Region labeling entries
##############################

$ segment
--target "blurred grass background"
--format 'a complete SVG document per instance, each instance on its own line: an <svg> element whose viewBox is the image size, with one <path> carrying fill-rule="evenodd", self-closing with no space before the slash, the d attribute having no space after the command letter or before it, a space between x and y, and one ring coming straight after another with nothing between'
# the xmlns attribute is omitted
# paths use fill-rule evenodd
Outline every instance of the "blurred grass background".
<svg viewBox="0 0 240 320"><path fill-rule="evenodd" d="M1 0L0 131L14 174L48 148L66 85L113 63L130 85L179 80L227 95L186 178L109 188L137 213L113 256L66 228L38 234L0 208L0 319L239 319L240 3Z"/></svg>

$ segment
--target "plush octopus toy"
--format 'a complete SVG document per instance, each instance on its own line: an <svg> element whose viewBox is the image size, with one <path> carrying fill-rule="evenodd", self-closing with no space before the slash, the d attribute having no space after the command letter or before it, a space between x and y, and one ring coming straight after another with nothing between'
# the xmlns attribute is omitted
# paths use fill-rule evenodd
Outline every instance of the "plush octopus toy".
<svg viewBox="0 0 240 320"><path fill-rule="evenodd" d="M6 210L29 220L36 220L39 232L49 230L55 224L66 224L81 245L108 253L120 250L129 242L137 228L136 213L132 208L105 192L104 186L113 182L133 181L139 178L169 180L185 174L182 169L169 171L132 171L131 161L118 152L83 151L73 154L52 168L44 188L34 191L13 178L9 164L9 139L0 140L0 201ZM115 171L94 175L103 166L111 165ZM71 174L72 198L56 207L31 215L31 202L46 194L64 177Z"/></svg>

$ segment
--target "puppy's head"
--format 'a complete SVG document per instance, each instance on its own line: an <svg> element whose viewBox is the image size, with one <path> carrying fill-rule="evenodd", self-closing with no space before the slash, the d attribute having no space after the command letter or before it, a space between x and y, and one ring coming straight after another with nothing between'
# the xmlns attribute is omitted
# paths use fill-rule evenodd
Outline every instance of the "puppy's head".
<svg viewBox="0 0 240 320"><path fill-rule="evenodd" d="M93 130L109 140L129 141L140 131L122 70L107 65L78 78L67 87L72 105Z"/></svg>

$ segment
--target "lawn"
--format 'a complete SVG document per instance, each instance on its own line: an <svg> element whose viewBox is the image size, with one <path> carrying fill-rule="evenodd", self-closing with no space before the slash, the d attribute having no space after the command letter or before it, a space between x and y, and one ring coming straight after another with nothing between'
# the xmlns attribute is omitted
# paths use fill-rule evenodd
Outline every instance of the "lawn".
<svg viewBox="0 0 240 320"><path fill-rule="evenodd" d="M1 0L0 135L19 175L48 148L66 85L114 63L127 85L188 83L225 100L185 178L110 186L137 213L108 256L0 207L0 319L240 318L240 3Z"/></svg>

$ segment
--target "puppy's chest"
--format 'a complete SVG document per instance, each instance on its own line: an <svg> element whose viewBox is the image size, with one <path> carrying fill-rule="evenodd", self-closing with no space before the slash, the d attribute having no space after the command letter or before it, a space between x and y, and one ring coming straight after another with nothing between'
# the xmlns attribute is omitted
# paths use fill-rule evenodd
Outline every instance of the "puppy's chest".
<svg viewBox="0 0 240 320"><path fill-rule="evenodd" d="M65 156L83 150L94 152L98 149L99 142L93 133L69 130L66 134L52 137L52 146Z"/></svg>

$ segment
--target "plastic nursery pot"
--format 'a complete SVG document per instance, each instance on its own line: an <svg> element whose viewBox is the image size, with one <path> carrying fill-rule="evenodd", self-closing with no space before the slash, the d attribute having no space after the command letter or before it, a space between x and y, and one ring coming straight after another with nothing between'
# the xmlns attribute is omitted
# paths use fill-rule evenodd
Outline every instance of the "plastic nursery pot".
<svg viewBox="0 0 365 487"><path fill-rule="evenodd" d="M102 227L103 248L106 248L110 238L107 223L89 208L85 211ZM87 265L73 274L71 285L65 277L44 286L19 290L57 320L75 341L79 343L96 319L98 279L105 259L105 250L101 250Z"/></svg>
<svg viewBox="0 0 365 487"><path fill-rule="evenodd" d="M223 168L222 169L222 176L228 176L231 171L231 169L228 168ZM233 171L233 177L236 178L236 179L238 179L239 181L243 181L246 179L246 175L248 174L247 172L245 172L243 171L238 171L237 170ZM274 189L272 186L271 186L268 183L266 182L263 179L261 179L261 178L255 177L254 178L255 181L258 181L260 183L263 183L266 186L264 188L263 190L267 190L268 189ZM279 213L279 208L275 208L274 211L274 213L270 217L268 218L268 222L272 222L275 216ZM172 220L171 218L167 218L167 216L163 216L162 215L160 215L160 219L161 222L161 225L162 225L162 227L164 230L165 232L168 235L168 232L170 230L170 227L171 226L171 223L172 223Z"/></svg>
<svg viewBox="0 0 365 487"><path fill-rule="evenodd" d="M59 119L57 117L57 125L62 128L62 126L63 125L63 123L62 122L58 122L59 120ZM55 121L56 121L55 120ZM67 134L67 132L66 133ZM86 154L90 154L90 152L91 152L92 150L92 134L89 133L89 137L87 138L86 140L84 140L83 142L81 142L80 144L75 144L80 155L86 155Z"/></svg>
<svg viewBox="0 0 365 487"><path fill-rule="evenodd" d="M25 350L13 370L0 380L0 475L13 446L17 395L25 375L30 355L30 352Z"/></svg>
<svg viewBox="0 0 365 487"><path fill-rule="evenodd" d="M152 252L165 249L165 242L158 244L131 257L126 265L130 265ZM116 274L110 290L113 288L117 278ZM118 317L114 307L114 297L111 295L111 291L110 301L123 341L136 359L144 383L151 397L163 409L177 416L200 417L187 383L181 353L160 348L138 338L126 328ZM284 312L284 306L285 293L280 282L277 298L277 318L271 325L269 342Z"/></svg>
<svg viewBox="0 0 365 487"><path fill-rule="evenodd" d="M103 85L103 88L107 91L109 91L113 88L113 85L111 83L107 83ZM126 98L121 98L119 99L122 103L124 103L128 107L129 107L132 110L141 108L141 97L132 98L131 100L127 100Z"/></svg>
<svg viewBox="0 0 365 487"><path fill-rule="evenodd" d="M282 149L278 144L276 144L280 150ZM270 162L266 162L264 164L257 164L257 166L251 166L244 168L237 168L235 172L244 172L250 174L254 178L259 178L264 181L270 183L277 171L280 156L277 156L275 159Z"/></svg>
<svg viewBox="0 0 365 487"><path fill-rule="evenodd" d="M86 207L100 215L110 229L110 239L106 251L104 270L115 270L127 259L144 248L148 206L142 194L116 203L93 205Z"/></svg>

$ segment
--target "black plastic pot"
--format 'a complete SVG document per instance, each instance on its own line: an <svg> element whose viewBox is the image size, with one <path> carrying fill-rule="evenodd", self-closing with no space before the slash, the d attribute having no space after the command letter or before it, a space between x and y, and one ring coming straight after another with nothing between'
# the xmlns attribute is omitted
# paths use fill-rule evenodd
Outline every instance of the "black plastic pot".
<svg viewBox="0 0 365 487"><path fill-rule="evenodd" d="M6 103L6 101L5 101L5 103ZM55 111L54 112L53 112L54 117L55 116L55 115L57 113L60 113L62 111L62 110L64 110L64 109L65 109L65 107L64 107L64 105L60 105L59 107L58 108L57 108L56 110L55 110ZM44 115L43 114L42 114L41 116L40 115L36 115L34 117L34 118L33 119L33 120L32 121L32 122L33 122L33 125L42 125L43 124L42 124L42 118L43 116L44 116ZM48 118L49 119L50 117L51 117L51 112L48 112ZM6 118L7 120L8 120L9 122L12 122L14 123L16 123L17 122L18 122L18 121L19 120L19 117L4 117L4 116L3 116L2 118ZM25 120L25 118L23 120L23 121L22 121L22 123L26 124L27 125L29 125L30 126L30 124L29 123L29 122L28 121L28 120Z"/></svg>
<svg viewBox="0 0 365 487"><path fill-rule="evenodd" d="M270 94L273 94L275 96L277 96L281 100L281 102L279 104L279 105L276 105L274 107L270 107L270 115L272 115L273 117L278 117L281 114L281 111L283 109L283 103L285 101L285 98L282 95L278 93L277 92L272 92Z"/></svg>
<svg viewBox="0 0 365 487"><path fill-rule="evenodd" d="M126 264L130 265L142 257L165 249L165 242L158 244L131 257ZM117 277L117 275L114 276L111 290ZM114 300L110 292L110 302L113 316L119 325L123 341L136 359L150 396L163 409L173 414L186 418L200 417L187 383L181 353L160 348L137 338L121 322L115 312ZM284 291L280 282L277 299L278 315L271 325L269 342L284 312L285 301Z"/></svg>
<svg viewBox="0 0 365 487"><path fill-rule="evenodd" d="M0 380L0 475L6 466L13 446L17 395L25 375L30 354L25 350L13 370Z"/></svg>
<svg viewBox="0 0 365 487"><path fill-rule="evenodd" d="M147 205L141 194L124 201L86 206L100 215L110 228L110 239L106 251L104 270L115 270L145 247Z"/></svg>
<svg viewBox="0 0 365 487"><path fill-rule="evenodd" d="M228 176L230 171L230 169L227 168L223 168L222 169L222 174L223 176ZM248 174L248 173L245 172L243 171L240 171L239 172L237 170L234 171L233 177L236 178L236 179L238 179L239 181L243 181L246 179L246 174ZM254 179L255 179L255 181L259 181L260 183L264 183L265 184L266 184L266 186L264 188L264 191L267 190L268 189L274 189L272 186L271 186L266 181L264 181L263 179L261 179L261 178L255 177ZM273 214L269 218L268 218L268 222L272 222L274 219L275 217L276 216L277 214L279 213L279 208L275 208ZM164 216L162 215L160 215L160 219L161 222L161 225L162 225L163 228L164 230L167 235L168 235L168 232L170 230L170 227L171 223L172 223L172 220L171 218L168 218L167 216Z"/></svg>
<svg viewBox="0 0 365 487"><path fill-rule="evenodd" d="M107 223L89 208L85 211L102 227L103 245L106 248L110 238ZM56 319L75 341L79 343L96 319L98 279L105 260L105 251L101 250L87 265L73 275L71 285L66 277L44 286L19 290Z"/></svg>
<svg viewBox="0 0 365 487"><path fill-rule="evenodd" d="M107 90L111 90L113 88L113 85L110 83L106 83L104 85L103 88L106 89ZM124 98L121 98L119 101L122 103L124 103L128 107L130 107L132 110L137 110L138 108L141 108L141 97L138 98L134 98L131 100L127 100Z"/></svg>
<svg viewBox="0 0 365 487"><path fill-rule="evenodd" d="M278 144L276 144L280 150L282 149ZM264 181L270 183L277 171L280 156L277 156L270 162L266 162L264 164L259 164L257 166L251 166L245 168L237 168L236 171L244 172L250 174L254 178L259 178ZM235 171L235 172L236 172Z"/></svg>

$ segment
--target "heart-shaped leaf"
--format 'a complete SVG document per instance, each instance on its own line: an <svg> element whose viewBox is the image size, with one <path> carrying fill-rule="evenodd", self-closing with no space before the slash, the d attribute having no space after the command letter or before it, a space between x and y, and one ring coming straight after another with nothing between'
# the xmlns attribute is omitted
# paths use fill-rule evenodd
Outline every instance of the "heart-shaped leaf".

##############################

Count the lines in the rows above that contain the string "heart". Reply with the number alone.

2